DESCRIPTION OF THE TASK: Report every line of the records below that contains the string "main". Case counts.
***** EXCERPTED RECORDS *****
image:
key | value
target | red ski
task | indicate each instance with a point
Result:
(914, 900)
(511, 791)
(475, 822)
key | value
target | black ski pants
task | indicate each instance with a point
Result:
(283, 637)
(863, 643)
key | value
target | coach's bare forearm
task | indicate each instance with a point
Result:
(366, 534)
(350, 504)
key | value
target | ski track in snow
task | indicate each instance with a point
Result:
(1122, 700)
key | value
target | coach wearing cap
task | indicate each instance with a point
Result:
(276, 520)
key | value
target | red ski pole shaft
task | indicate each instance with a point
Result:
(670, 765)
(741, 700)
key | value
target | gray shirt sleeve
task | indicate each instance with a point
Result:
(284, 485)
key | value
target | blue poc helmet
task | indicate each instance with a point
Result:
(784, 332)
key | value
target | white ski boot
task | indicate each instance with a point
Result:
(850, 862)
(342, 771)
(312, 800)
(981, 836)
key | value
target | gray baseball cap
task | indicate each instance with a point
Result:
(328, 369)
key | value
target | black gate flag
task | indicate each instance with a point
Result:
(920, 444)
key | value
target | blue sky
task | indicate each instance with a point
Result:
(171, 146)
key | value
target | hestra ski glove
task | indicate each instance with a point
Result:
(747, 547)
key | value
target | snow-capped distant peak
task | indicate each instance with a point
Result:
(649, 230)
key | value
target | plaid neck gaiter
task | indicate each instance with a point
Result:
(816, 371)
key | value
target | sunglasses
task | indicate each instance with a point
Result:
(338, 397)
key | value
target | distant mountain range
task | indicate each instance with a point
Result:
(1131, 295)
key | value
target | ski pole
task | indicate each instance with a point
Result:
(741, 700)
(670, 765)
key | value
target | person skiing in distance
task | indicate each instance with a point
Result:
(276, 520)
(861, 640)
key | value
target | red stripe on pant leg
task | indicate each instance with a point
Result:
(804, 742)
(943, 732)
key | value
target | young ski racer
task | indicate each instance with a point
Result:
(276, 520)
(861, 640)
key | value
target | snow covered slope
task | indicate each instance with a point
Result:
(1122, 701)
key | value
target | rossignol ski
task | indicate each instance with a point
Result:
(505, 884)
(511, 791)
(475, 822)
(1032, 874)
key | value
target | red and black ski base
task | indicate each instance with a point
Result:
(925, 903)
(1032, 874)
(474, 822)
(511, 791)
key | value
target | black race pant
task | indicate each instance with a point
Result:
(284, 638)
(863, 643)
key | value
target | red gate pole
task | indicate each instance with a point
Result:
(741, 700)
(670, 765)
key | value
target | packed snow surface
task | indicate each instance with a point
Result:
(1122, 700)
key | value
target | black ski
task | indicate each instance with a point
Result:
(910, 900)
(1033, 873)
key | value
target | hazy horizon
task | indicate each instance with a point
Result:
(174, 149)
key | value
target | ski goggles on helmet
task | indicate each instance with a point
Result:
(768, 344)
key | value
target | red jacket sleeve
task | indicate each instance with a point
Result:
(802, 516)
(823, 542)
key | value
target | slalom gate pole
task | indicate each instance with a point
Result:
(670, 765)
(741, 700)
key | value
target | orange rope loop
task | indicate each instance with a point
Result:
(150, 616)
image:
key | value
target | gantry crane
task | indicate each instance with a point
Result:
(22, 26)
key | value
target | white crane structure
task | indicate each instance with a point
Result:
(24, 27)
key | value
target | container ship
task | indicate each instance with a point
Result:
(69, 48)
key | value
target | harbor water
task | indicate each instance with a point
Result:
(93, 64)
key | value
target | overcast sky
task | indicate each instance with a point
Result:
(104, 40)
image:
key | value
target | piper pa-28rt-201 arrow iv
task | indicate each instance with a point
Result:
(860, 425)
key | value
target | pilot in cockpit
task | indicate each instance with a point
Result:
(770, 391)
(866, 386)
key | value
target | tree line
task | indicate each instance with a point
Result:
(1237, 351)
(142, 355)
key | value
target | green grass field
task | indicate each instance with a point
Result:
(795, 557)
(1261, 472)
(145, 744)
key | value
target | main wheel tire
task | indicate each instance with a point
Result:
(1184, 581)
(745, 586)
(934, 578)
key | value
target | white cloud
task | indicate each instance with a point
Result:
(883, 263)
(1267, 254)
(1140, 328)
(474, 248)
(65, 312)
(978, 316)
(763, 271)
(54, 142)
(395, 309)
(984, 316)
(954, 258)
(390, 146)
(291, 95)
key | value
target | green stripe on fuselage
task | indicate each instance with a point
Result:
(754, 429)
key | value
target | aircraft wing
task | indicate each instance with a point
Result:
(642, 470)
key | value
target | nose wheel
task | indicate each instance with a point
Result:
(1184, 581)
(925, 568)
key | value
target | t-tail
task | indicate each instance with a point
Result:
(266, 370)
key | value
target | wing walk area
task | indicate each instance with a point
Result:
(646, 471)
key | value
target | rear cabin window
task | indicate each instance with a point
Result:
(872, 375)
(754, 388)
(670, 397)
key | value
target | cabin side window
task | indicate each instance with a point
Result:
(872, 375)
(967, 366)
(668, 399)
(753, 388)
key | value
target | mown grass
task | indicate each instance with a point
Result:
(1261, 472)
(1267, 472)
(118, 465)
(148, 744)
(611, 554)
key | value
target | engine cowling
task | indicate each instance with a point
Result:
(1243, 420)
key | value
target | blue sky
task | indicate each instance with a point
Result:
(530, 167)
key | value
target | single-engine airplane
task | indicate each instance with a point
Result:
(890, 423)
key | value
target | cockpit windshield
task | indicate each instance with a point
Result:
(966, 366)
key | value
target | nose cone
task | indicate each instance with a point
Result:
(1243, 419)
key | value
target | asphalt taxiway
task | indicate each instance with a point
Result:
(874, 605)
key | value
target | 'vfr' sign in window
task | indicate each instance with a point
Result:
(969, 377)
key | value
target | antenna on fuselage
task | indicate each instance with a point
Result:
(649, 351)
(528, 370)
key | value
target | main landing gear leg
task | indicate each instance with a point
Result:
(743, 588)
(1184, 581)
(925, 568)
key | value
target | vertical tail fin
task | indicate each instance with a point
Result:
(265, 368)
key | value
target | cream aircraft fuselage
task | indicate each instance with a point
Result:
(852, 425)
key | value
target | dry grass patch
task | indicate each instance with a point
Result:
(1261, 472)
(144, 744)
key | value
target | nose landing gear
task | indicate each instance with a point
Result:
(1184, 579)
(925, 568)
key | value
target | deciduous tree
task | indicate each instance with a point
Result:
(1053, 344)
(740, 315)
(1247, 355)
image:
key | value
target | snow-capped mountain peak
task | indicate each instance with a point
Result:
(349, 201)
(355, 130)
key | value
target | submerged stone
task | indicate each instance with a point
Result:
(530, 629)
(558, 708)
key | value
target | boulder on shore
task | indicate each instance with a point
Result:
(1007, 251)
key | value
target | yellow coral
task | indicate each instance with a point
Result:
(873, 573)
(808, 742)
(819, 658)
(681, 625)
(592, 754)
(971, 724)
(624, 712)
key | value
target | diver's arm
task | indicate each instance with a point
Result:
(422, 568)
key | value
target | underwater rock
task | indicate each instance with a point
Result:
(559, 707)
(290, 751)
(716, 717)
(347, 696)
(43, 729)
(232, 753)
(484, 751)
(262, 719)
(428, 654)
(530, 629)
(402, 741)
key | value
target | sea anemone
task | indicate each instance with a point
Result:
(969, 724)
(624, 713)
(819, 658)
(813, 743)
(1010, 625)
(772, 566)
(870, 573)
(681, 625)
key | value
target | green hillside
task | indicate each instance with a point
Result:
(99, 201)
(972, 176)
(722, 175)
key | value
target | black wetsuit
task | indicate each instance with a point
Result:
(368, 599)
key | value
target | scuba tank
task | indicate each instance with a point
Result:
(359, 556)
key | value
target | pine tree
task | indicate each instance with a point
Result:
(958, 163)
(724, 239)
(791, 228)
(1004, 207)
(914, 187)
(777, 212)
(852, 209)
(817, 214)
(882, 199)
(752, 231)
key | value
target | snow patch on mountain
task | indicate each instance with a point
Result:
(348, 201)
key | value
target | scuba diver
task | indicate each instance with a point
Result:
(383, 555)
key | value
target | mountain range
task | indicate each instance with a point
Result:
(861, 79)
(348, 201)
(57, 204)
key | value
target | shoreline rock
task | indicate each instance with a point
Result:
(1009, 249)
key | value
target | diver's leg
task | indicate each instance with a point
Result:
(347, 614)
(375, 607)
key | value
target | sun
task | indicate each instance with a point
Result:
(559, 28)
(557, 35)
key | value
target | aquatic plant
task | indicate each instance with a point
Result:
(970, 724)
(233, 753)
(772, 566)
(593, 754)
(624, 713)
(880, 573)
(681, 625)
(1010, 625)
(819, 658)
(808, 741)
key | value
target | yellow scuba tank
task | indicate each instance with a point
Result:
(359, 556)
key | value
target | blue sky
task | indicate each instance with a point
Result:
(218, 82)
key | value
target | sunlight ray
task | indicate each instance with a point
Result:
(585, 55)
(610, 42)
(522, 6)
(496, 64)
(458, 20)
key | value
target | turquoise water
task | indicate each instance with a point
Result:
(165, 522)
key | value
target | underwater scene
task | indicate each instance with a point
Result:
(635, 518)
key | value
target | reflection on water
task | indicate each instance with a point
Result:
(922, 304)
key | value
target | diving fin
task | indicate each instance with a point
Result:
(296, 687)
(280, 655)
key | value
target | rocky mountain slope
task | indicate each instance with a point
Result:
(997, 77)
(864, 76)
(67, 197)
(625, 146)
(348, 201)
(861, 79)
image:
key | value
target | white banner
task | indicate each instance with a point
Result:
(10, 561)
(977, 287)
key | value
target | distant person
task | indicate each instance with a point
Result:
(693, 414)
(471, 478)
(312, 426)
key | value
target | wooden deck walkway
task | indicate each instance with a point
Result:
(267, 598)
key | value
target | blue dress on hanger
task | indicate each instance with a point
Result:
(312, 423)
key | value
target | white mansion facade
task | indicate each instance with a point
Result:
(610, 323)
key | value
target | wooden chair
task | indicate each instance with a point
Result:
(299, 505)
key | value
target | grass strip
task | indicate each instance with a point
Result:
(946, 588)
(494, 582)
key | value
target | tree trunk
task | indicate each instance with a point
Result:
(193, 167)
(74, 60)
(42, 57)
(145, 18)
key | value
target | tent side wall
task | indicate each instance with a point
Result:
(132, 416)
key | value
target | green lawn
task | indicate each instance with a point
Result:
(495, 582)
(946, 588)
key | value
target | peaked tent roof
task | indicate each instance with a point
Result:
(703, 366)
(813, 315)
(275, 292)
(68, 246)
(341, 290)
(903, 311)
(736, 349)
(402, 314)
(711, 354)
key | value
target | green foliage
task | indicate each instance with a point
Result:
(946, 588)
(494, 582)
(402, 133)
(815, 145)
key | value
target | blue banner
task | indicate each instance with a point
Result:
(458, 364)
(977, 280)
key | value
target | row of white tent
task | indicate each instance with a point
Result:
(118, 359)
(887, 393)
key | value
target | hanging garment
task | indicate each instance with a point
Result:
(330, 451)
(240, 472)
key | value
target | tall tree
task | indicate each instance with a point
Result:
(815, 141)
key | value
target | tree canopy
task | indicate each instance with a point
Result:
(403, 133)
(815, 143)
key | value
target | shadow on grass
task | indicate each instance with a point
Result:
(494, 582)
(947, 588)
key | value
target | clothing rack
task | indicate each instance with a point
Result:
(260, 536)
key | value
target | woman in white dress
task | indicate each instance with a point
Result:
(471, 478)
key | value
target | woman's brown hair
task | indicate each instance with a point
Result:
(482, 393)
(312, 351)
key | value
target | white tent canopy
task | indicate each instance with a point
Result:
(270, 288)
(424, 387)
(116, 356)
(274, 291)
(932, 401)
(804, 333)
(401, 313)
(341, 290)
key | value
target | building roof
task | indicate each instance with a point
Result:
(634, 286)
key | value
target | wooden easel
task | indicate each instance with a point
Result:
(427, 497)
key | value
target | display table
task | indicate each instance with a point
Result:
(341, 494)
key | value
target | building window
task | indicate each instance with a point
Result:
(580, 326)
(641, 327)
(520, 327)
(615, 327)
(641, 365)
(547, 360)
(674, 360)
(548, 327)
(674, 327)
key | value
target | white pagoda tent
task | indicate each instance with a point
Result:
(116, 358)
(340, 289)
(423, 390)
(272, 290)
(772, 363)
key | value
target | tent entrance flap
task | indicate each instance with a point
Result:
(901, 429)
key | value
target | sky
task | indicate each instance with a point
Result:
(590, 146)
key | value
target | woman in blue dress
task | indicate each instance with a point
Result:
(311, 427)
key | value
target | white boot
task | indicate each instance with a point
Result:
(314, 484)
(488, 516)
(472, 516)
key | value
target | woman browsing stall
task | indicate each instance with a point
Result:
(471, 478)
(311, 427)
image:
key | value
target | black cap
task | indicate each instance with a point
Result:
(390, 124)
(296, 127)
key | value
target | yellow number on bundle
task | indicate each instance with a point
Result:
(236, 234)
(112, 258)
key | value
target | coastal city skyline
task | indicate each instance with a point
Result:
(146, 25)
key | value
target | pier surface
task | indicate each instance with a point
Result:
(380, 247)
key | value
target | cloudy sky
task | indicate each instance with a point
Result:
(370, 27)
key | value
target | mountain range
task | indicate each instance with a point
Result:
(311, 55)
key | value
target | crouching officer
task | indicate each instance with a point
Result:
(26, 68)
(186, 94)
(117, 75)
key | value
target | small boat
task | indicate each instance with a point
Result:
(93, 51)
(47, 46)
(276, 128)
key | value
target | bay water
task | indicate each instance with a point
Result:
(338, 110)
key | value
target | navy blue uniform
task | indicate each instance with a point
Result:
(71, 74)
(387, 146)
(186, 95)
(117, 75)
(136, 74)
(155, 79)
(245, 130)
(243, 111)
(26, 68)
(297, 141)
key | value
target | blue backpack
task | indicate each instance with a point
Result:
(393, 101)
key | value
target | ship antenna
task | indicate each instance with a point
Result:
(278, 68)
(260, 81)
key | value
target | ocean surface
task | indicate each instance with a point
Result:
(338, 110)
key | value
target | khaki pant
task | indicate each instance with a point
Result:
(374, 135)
*****
ANSWER TO THIS PROBLEM:
target | main wheel tire
target | main landing gear leg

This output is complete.